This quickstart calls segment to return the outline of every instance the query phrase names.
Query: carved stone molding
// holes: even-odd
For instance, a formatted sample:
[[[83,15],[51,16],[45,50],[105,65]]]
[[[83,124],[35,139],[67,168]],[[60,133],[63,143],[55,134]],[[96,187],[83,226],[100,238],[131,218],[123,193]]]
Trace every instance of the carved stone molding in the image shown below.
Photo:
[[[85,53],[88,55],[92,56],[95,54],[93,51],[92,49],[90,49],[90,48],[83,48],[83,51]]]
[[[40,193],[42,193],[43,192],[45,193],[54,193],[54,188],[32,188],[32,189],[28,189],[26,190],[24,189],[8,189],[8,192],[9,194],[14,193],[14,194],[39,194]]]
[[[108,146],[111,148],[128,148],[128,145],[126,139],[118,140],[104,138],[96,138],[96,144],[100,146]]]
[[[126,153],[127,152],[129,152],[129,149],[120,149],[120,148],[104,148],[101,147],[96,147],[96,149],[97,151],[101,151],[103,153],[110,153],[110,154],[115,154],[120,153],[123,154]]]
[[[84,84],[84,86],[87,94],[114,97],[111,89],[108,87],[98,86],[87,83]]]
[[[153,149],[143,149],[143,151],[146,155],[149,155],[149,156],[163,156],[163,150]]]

▬▬▬

REQUIREMENT:
Rewrite all the records above, replacing "carved stone molding" with "stone cornice" wherever it occurs and leaving everything else unchanged.

WORKED SOLUTION:
This quickstart calls segment to return the outline of every instance the query phrase names.
Query: stone cornice
// holes: even-odd
For instance, a formatted sample:
[[[83,15],[51,16],[45,50],[105,65]]]
[[[83,124],[35,139],[67,168]],[[60,133],[63,143],[55,134]],[[96,187],[83,226],[100,238],[131,218],[123,193]]]
Trace every instance of the stone cornice in the image shown below.
Photo:
[[[85,53],[88,55],[92,56],[95,54],[93,51],[92,49],[90,49],[90,48],[83,48],[83,51]]]
[[[40,193],[42,193],[43,192],[45,193],[54,193],[54,188],[32,188],[32,189],[28,189],[26,190],[24,189],[8,189],[8,192],[9,194],[14,193],[14,194],[39,194]]]
[[[108,146],[111,148],[128,148],[128,145],[126,139],[118,140],[104,138],[96,138],[96,144],[100,146]]]
[[[126,153],[127,152],[129,152],[129,149],[120,149],[120,148],[104,148],[101,147],[96,147],[96,149],[97,151],[101,151],[103,153],[110,153],[110,154],[115,154],[120,153],[123,154]]]
[[[84,84],[84,86],[87,94],[114,97],[111,89],[108,87],[98,86],[87,83]]]
[[[153,149],[143,149],[143,151],[146,155],[149,155],[149,156],[163,156],[163,150]]]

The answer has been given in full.